### WHAT TO PRODUCE:
Starting at the line that contains "Target: tree branch", transcribe every remaining line of the entries exactly, including the last one.

### TASK DATA:
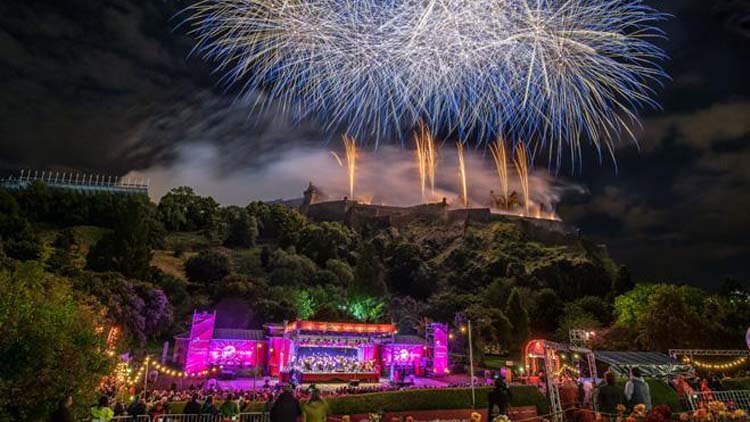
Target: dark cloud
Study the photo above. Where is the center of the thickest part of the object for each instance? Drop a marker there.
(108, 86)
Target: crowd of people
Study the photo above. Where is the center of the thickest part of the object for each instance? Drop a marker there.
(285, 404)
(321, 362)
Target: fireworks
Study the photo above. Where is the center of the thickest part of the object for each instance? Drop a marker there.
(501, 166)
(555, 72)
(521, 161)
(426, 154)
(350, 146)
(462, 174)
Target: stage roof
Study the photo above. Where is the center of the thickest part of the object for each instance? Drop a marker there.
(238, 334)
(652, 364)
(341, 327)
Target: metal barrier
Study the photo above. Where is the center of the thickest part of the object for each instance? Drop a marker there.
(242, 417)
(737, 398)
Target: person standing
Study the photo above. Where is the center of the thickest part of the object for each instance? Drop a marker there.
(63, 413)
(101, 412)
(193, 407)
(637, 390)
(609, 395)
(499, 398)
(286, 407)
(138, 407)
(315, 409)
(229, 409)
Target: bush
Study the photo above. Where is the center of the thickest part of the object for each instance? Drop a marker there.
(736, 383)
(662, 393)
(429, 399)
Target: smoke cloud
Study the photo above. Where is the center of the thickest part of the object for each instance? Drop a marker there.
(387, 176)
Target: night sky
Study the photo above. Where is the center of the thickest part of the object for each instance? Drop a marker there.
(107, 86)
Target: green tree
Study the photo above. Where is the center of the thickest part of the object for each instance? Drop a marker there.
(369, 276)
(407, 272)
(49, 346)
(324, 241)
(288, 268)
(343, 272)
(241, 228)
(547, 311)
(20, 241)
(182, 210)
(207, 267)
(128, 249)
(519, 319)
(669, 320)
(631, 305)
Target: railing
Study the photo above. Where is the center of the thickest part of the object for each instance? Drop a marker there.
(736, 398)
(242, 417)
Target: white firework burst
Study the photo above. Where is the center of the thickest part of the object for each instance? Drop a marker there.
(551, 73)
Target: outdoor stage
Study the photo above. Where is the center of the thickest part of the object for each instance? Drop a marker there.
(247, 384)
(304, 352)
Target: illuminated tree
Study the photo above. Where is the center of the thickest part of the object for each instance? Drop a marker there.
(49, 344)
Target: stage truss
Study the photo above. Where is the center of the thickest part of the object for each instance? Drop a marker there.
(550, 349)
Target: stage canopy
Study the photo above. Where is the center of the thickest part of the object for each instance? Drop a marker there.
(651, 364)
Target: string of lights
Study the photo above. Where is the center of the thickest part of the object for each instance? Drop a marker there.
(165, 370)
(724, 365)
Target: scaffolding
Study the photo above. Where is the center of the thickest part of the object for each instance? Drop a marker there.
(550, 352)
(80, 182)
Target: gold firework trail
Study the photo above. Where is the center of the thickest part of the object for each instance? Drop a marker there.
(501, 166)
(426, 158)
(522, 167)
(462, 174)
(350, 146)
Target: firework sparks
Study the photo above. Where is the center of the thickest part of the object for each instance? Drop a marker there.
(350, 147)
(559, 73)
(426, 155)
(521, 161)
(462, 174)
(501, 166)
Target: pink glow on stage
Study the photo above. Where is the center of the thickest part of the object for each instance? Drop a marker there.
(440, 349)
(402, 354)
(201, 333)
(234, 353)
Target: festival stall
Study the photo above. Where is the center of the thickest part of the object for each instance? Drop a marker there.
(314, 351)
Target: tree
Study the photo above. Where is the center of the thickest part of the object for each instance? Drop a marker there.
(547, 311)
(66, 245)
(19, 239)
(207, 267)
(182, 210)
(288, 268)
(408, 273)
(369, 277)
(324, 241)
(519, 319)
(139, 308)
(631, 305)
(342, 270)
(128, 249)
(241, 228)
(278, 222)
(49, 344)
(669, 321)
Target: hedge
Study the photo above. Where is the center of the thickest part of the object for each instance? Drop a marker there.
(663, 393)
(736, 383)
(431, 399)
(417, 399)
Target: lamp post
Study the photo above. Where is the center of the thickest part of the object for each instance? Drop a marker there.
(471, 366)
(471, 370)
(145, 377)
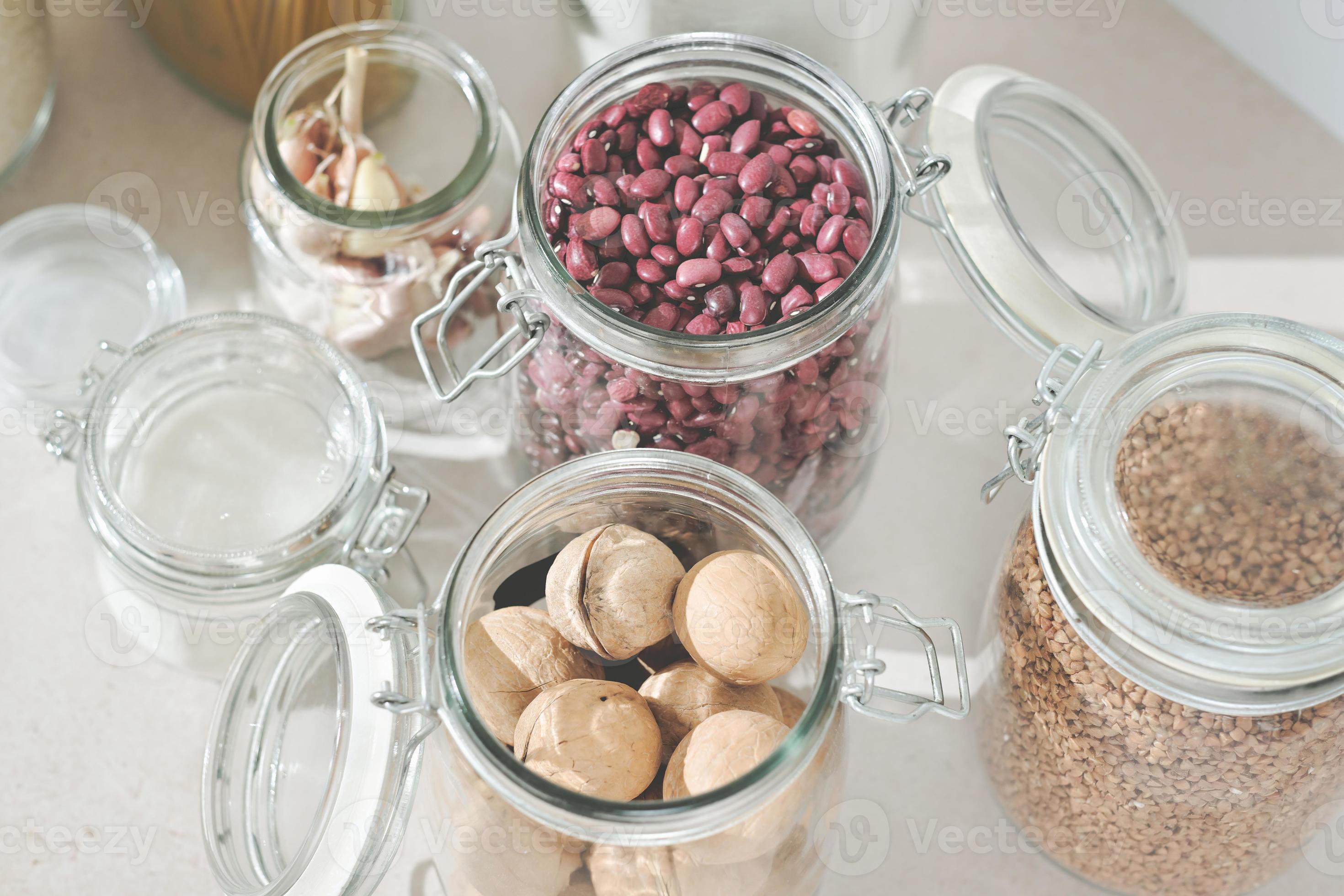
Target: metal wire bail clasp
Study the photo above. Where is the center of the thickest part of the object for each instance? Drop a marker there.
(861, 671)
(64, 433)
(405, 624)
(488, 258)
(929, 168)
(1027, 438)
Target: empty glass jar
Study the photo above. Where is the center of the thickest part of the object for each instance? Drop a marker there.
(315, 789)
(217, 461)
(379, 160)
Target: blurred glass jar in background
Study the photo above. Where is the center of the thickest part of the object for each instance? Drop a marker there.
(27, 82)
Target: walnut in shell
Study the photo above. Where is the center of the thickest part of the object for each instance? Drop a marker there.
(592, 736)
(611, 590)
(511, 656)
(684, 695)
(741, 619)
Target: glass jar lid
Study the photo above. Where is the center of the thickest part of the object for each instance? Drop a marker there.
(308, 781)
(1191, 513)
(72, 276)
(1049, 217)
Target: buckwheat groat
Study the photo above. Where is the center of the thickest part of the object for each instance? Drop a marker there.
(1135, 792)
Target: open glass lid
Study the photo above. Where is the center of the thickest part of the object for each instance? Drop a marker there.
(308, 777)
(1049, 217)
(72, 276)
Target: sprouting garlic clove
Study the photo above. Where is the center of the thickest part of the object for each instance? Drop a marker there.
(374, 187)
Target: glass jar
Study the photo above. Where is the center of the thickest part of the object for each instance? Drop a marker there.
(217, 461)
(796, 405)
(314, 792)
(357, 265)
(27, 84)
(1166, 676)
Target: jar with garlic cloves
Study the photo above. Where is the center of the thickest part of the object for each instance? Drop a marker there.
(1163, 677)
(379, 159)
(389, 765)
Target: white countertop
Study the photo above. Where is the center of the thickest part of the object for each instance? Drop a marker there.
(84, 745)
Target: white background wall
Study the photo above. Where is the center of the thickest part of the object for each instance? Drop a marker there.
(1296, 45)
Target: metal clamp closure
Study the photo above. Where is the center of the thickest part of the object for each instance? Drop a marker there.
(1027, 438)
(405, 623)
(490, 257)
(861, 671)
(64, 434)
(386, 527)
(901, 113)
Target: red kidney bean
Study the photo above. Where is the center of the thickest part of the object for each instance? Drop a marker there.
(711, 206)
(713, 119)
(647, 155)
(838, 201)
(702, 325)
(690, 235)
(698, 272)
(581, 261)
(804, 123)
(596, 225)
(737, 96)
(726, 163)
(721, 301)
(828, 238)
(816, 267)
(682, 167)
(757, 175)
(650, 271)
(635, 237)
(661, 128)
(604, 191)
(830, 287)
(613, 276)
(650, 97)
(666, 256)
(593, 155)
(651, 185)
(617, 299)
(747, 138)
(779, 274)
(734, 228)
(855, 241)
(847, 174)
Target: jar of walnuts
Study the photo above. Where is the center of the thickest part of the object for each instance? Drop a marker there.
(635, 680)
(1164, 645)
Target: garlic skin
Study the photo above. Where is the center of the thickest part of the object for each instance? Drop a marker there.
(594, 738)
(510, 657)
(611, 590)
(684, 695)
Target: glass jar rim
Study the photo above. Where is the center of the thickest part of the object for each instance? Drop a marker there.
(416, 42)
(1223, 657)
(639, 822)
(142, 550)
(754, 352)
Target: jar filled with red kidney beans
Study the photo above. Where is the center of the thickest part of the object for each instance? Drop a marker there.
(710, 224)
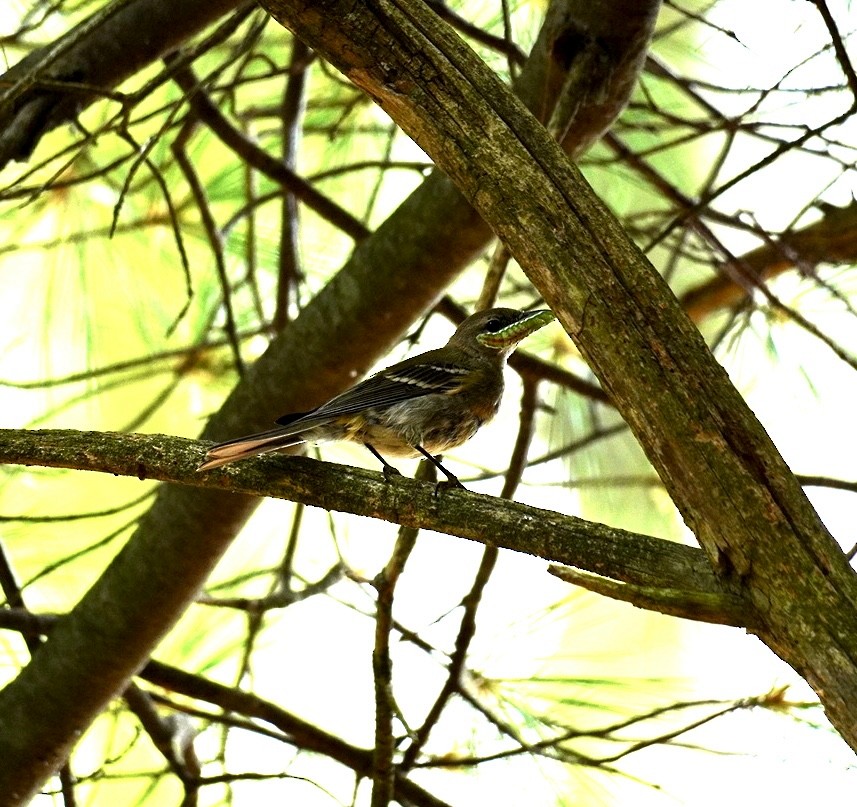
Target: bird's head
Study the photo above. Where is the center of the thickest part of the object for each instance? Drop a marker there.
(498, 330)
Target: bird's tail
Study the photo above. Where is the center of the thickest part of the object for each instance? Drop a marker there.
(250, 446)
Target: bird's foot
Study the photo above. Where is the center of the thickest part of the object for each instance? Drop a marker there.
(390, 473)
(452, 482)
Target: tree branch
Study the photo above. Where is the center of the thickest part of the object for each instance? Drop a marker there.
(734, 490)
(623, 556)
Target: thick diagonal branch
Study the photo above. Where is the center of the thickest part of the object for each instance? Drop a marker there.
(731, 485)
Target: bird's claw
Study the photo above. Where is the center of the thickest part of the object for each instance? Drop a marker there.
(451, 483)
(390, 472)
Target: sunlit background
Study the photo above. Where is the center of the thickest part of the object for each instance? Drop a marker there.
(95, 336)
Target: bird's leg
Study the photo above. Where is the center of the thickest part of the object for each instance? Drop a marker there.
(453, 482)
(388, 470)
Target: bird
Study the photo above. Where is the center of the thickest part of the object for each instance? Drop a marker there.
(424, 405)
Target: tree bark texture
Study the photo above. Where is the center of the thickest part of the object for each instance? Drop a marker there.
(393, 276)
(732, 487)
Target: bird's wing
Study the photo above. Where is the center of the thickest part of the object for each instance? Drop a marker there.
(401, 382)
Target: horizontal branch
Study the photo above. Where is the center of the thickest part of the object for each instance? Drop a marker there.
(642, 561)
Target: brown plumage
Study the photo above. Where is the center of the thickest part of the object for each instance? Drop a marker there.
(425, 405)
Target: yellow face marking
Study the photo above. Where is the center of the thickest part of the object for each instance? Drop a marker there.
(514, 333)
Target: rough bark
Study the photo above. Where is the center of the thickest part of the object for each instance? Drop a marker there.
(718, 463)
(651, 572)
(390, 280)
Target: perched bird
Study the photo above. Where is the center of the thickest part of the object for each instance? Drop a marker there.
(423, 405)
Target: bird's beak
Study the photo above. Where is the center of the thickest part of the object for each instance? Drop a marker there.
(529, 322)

### FULL OUTPUT:
Target: tree branch
Study the photo above. Where is the center of the thickest part of the object for each instance? Drop a marker there.
(734, 490)
(623, 556)
Target: thick diagonal branch
Study the photo above. Where is the center of the thickest part of the object for each instance? Drop a marker there.
(731, 485)
Target: bird's claw
Study the photo above. Where is the center of the thickest part of the object for each instance? Drop a marker there.
(451, 483)
(390, 472)
Target: sunlit background
Study the photo above. Where is the center of the thickest part of the object for each instance? Drop a marker there.
(95, 336)
Target: bird's leg
Study the photo above. Where is the center of the thickest part of the object for each instance? Drop a marker there.
(453, 482)
(388, 470)
Target: bird
Study the photo above. Where is the center of the thickest part of the object for each instance? Drop a marker there.
(424, 405)
Target: tree bark texture
Study the photo above. Where is the center of the thickest part of the object for each instance? Drop a marker there.
(393, 276)
(732, 487)
Target: bird's wing
Study the photo above. Where is the center of the thickest part of the object for each instance? Drop a marker there.
(401, 382)
Target: horizontal branch
Study the photo above. Where is the center of the thickest part of the object for each instance? Drop a marker there.
(642, 561)
Target: brown plumage
Study the photo above. Where is the center of the thickest part of the object for each instance? Drop a marker there.
(425, 405)
Target: yellow face marking
Study the photo above. Where is the center of the thickest part of the object for each instance? Drop a marker there.
(514, 333)
Target: rough bark
Study the photo above. Where is the center of the thickest part of the object for each instance? Drop a marker there.
(718, 463)
(651, 572)
(390, 280)
Target: perched bird
Study the photo above. Where is the center of the thickest part of the object for each instance? Drop a marker there.
(423, 405)
Target: bird's beak
Study the photo above. Where is the center of the thickest part of the object for each instance? Drop a marker there.
(529, 322)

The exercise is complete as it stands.